_Stated problem_
Output everything from the line containing "the pagoda tower." down to the last line as a Markdown table with the columns Row and Line. Number the rows and omit any blank lines.

[Pointing dataset excerpts]
◆ ◆ ◆ ◆ ◆

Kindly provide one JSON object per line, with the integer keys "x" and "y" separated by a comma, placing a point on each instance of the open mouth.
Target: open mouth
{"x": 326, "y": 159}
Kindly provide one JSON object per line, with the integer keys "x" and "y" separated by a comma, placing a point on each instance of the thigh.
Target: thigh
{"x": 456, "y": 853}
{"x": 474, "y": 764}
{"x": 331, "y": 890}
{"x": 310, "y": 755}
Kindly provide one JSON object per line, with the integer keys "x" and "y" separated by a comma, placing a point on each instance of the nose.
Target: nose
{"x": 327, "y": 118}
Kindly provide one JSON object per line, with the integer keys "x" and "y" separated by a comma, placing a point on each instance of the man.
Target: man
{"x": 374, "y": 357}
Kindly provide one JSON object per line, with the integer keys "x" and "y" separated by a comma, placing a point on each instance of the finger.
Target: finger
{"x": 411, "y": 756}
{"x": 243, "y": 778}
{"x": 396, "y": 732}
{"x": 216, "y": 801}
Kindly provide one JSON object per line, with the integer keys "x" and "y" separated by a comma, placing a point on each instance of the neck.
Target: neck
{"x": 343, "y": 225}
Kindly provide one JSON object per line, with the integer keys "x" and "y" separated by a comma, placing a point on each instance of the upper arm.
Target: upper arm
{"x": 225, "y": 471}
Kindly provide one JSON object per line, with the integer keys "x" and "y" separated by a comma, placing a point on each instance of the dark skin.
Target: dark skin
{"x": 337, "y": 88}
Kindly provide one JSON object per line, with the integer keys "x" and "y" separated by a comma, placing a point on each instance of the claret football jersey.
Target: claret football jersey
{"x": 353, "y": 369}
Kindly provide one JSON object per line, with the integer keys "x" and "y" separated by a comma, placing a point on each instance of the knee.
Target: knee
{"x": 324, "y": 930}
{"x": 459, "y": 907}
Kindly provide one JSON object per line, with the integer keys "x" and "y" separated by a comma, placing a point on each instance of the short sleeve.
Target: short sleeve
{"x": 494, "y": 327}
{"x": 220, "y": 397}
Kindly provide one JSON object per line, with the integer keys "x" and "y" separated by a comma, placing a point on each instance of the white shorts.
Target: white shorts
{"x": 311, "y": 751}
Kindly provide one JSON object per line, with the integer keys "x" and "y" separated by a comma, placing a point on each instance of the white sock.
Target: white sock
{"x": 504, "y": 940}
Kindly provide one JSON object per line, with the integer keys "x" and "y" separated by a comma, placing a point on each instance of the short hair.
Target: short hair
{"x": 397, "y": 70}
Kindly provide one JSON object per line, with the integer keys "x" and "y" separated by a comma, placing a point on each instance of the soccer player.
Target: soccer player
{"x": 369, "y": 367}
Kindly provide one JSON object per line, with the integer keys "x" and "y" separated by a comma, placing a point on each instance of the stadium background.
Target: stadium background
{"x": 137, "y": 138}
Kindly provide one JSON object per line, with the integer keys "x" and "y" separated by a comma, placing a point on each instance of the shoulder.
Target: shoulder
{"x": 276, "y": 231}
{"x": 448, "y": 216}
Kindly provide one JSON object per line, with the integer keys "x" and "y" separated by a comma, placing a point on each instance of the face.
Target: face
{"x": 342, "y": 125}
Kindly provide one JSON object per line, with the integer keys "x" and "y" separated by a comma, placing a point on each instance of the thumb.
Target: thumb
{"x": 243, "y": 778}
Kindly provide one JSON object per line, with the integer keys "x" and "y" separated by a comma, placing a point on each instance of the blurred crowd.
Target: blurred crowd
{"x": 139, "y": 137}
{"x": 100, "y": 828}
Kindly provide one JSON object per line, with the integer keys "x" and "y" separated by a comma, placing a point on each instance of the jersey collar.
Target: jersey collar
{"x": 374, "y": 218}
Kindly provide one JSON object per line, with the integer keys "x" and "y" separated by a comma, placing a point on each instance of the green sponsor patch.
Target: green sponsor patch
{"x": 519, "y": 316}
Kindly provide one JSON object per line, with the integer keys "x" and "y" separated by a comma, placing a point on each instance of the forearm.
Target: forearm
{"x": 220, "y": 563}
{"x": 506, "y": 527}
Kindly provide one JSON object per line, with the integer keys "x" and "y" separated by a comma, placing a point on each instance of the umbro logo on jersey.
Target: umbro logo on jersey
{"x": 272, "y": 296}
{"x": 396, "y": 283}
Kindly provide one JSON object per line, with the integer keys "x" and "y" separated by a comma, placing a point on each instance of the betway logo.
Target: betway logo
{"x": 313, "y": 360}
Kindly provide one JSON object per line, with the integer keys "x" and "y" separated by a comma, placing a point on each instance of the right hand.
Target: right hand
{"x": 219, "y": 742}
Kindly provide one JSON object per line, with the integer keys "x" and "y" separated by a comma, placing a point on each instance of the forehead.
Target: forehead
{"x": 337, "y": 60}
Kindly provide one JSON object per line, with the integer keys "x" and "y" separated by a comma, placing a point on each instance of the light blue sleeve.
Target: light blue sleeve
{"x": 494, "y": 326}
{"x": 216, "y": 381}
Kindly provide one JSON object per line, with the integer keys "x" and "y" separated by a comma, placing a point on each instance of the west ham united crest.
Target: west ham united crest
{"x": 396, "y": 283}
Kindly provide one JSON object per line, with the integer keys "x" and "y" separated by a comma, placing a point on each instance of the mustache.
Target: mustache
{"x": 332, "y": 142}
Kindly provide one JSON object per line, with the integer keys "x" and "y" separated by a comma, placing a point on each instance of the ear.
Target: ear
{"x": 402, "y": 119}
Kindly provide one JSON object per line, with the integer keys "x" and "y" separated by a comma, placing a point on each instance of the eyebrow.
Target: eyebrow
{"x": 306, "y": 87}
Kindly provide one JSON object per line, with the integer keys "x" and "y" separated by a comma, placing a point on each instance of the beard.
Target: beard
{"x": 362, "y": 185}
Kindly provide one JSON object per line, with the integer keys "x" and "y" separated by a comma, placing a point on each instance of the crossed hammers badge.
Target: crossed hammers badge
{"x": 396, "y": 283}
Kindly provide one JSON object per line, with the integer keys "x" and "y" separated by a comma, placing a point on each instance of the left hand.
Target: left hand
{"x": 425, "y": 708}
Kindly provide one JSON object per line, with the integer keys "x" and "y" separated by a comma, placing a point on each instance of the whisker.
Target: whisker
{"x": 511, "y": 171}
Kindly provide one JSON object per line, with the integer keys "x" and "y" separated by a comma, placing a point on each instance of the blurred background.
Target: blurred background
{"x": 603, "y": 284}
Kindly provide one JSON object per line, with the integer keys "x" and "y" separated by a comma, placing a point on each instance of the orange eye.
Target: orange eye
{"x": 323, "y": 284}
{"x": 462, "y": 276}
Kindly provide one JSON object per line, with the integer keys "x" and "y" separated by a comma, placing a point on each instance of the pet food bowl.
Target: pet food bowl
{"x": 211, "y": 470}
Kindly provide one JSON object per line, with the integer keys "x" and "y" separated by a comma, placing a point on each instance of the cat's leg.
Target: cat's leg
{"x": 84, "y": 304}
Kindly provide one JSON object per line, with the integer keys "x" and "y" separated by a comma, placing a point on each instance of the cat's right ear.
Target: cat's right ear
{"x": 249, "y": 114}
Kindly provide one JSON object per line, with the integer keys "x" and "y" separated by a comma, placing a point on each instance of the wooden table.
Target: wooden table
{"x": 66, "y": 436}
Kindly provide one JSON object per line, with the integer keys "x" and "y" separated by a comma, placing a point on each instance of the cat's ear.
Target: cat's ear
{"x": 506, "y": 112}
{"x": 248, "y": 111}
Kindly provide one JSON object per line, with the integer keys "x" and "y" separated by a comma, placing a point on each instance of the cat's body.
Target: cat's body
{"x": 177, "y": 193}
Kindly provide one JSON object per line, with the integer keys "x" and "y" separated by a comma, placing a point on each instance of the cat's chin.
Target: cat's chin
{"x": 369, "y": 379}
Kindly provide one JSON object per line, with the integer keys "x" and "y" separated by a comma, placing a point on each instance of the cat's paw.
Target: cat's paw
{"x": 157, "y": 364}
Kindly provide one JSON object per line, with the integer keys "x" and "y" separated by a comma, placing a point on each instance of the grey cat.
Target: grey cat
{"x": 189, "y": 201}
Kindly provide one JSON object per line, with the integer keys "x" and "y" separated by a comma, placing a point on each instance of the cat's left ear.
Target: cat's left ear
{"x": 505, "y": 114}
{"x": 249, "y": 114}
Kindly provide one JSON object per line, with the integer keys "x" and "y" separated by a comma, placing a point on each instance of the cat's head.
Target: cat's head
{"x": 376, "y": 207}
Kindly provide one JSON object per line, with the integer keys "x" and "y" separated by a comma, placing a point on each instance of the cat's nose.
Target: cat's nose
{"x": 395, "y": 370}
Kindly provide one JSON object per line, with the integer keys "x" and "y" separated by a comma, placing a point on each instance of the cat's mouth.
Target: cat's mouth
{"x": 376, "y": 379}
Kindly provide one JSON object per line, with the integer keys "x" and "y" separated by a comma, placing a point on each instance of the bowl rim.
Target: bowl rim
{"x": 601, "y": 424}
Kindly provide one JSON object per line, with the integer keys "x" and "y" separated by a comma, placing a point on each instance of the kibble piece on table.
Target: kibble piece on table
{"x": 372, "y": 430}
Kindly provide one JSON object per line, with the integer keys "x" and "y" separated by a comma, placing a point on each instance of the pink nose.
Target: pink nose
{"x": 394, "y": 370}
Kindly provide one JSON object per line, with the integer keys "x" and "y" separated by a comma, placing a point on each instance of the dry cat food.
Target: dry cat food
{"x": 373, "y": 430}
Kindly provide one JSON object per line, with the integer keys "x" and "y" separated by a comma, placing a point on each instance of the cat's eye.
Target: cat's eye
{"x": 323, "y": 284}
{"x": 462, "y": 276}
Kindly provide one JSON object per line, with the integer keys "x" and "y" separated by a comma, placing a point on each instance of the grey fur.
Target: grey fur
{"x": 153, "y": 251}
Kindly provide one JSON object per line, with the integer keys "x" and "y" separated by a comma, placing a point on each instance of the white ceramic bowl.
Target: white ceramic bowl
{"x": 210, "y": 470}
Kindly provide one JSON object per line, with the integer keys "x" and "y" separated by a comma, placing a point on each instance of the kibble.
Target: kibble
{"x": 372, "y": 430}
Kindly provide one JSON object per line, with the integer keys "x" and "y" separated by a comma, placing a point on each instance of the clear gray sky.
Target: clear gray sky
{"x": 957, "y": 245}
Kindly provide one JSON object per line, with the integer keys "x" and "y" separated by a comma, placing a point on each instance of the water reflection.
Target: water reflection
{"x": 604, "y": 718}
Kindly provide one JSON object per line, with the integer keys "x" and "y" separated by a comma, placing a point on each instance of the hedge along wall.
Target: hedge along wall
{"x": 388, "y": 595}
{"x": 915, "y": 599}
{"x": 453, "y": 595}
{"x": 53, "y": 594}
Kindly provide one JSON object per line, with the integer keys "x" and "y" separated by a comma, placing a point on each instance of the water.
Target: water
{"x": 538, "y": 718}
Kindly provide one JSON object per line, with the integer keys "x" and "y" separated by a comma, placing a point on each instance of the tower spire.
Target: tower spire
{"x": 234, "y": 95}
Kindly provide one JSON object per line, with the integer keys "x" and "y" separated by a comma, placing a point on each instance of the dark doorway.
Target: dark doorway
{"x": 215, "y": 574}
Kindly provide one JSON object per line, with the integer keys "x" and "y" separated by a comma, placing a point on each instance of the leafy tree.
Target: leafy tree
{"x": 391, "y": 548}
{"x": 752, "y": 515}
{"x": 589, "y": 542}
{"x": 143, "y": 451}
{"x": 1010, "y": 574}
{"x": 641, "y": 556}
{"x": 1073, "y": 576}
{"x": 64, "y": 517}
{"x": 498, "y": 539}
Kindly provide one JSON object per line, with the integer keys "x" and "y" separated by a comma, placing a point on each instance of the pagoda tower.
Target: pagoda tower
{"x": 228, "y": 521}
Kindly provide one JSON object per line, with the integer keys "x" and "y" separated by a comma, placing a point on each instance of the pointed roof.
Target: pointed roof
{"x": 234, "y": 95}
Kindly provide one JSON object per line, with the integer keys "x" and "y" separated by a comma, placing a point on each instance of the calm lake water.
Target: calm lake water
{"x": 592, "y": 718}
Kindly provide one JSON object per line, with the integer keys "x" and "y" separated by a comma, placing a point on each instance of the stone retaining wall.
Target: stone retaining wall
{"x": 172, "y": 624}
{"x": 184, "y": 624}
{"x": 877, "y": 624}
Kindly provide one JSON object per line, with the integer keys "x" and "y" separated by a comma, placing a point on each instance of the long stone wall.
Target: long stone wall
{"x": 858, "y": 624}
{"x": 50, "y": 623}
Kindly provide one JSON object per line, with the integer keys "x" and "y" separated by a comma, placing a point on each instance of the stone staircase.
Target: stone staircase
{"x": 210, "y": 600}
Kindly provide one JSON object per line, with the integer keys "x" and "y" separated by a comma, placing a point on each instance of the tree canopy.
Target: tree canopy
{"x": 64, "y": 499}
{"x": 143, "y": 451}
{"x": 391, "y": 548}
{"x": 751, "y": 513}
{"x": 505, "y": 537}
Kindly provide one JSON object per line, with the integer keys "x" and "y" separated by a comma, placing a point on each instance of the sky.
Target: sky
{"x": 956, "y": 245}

◆ ◆ ◆ ◆ ◆

_Task output_
| Row | Line |
|---|---|
| 1 | Kindly provide one JSON object per line, with the integer keys "x" and "y" separated by a comma, placing a point on each instance of the pagoda tower. |
| 2 | Target: pagoda tower |
| 3 | {"x": 228, "y": 521} |
| 4 | Kindly provide one JSON object per line, with the integer keys "x" and "y" separated by a comma, placing a point on each instance of the pointed roof. |
| 5 | Target: pointed roof |
| 6 | {"x": 234, "y": 95} |
| 7 | Kindly provide one JSON object per line, with the integer keys "x" and "y" separated by a comma, placing a point on each instance of the calm lake water. |
| 8 | Target: calm lake water |
| 9 | {"x": 592, "y": 718} |
| 10 | Kindly provide one JSON object per line, with the integer keys "x" and "y" separated by a comma, placing a point on each instance of the stone retaining wall. |
| 11 | Target: stone retaining wall |
| 12 | {"x": 172, "y": 624} |
| 13 | {"x": 184, "y": 624} |
| 14 | {"x": 877, "y": 624} |
| 15 | Kindly provide one JSON object per line, with the integer keys "x" and "y" separated by a comma, placing a point on each instance of the long stone wall. |
| 16 | Target: long stone wall |
| 17 | {"x": 858, "y": 624} |
| 18 | {"x": 50, "y": 623} |
| 19 | Kindly provide one JSON object per line, with the integer keys "x" and "y" separated by a comma, placing a point on each instance of the stone staircase. |
| 20 | Target: stone staircase |
| 21 | {"x": 210, "y": 600} |
| 22 | Kindly provide one JSON object per line, with the integer keys "x" and "y" separated by a comma, placing a point on each instance of the tree canopy. |
| 23 | Target: tree canopy |
| 24 | {"x": 64, "y": 499} |
| 25 | {"x": 143, "y": 451} |
| 26 | {"x": 391, "y": 548} |
| 27 | {"x": 751, "y": 513} |
| 28 | {"x": 505, "y": 537} |
| 29 | Kindly provide one JSON object per line, with the integer keys "x" and "y" separated by a comma, placing a point on each instance of the sky. |
| 30 | Target: sky |
| 31 | {"x": 956, "y": 245} |